- [What needs to be done]: Below are some records; write them all out again exactly.

- [Dataset excerpts]:
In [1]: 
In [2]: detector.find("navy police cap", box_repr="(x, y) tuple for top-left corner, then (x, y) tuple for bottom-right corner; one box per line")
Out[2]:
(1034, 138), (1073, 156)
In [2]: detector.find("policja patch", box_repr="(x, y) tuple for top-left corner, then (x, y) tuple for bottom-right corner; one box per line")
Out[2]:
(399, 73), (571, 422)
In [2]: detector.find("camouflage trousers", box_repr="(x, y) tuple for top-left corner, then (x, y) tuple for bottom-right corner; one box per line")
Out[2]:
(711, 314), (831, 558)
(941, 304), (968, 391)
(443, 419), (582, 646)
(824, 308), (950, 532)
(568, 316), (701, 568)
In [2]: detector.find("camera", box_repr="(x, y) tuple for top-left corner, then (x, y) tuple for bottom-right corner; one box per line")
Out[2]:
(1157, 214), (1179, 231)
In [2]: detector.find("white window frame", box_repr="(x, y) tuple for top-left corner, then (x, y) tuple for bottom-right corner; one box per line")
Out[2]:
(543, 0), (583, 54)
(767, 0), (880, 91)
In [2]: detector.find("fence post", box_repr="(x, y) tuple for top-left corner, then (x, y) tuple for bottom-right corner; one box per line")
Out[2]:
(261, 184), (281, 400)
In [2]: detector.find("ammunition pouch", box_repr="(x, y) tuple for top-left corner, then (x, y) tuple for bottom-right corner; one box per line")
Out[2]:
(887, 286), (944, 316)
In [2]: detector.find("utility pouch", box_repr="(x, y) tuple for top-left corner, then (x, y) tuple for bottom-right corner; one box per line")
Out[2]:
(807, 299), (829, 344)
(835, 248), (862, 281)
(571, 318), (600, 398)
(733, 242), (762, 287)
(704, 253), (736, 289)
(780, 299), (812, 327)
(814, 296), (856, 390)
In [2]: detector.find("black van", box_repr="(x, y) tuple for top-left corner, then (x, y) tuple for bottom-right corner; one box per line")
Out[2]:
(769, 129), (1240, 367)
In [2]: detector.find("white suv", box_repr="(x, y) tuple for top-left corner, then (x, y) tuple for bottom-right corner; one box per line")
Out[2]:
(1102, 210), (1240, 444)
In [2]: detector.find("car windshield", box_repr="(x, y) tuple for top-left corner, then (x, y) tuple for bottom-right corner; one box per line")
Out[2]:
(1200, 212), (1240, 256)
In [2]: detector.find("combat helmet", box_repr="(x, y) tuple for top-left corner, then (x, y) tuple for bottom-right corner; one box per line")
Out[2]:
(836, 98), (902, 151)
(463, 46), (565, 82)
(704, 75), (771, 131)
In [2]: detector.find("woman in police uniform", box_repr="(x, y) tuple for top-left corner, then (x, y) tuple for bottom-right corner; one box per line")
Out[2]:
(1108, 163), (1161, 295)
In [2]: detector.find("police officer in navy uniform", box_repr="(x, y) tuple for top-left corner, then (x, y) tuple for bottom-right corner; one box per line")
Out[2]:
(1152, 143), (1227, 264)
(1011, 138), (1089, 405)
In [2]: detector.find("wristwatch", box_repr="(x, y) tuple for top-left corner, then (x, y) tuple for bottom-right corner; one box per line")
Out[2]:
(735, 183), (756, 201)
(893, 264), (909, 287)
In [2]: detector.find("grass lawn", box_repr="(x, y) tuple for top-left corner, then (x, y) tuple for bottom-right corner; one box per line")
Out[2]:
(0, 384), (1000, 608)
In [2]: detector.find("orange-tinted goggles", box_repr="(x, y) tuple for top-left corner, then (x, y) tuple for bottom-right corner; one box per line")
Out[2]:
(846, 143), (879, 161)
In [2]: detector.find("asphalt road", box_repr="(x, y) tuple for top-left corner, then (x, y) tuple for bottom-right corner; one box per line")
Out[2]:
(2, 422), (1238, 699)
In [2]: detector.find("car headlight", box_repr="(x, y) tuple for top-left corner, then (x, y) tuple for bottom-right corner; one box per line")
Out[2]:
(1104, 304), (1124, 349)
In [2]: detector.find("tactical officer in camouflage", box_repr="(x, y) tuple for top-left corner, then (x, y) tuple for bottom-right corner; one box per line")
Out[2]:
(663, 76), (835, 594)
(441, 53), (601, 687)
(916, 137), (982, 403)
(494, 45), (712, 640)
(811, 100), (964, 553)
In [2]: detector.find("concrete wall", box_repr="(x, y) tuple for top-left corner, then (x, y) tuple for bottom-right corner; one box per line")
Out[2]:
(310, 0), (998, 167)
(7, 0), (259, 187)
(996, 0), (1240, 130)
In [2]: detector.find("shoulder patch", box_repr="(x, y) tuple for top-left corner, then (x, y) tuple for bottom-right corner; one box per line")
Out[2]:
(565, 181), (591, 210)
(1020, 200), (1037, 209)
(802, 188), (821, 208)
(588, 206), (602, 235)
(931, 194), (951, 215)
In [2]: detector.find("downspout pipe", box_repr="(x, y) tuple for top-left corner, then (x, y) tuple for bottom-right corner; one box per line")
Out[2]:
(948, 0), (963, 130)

- [Output of the exercise]:
In [1]: 
In [2]: detector.find("navy police cap", box_repr="(x, y) tuple for top-left corner, then (x, y) tuple for bottom-right corner; one box per line")
Out[2]:
(1034, 138), (1073, 156)
In [2]: detector.find("policja patch", box_repr="(x, y) tuple for top-left corner, then (x, y) tuple for bottom-right corner; one box per line")
Out[2]:
(399, 73), (571, 422)
In [2]: detector.find("camouflage trousers", box_repr="(x, y) tuple for top-left corner, then (x, y) tuple for bottom-right corner; one box per line")
Out[2]:
(711, 314), (831, 558)
(941, 304), (968, 391)
(443, 419), (582, 646)
(824, 308), (950, 532)
(568, 316), (701, 568)
In [2]: detector.find("camera", box_repr="(x, y) tuple for top-left corner, then (x, y) tuple for bottom-right corner; one box per line")
Out[2]:
(1157, 214), (1179, 231)
In [2]: detector.find("white window frame", box_repr="(x, y) tuple for top-left corner, then (x, y) tuple for bottom-right corner; one box per line")
Out[2]:
(543, 0), (583, 54)
(767, 0), (880, 91)
In [2]: detector.find("fence post", box_repr="(x, y) tuple for top-left corner, then (x, y) tuple for bottom-right corner; one box per line")
Out[2]:
(261, 184), (281, 400)
In [2]: detector.find("ammunition pouch", box_repr="(x, y) tuple for top-left corner, then (x, y) tuple for bottom-right corner; one box per line")
Out[2]:
(887, 286), (944, 316)
In [2]: detector.find("utility pouch", box_repr="(x, y) tuple for top-left corner, then (x, y) tuple for bottom-right corner; one box per line")
Out[2]:
(807, 299), (829, 344)
(835, 248), (862, 281)
(571, 318), (600, 398)
(733, 242), (762, 287)
(704, 253), (736, 289)
(780, 299), (812, 327)
(814, 296), (856, 390)
In [2]: detector.find("black van", box_repr="(x, y) tuple for top-left corner, then (x, y) tuple for bottom-right corner; one box per line")
Out[2]:
(769, 129), (1240, 367)
In [2]: detector.find("white suv", box_repr="(x, y) tuple for top-left corner, then (x, y) tuple for bottom-right corner; one box per line")
Out[2]:
(1102, 210), (1240, 444)
In [2]: detector.find("car windshield", box_repr="(x, y) tuple for top-left corner, then (x, y) tuple for bottom-right corner; one box per line")
Out[2]:
(1200, 212), (1240, 256)
In [2]: detector.find("combat helmet", box_repr="(x, y) tuple for top-left corner, then (x, y) tuple for bottom-right corner; one box per line")
Out[2]:
(836, 98), (902, 151)
(463, 46), (565, 82)
(704, 75), (771, 131)
In [2]: detector.find("woman in police uniform", box_repr="(x, y) tuple for top-left corner, then (x, y) tuple for bottom-right corner; one box per line")
Out[2]:
(1108, 163), (1161, 295)
In [2]: detector.find("police officer in navy uniform", box_repr="(x, y) tuple for top-left corner, then (x, y) tuple for bottom-right corner; one box per line")
Out[2]:
(1152, 143), (1227, 264)
(1011, 138), (1089, 405)
In [2]: detector.find("wristwatch", box_repr="(x, y) tuple for top-left corner, then (x, y) tuple for bottom-right corner; one box per line")
Out[2]:
(735, 183), (756, 201)
(893, 264), (909, 287)
In [2]: detector.find("grass lawn", box_repr="(x, y) tuple for top-left corner, then (x, y) tuple for bottom-right corner; one box per line")
Out[2]:
(0, 384), (1000, 608)
In [2]: detector.find("orange-tinted goggles", box_repr="(x, y) tuple for top-left corner, then (x, y) tuple for bottom-right corner; one box per line")
Out[2]:
(846, 143), (879, 161)
In [2]: detector.find("asphalt road", box_repr="(x, y) tuple for top-left corner, then (x, y) tuple for bottom-right corner; one box per line")
Out[2]:
(2, 422), (1238, 699)
In [2]: detector.find("car headlight", box_repr="(x, y) tuple for top-left corner, then (x, y) tuple for bottom-right corner; one box per line")
Out[2]:
(1104, 304), (1124, 349)
In [2]: detector.find("tactical officer in camouflage", box_repr="(x, y) tuple for top-left corner, then (x, y) tuple for bottom-right corner; one box per line")
Out[2]:
(663, 76), (835, 594)
(441, 53), (601, 687)
(916, 137), (982, 403)
(494, 45), (712, 640)
(811, 100), (964, 553)
In [2]: detector.find("concrete wall", box_repr="(x, y) tuple for top-left corner, then (x, y) tuple for bottom-right corner; one box per line")
Out[2]:
(310, 0), (998, 167)
(7, 0), (259, 187)
(996, 0), (1240, 130)
In [2]: detector.find("shoulder patch", box_repr="(x, y) tuple for top-left corner, then (x, y) tuple for bottom-right corner; one box per line")
Out[2]:
(565, 181), (591, 210)
(1020, 200), (1037, 209)
(802, 188), (821, 208)
(588, 206), (602, 235)
(931, 194), (951, 215)
In [2]: detector.find("downspout pipe", box_repr="(x, y) tuple for top-left corner, then (x, y) tuple for bottom-right corner; one box per line")
Out[2]:
(948, 0), (963, 130)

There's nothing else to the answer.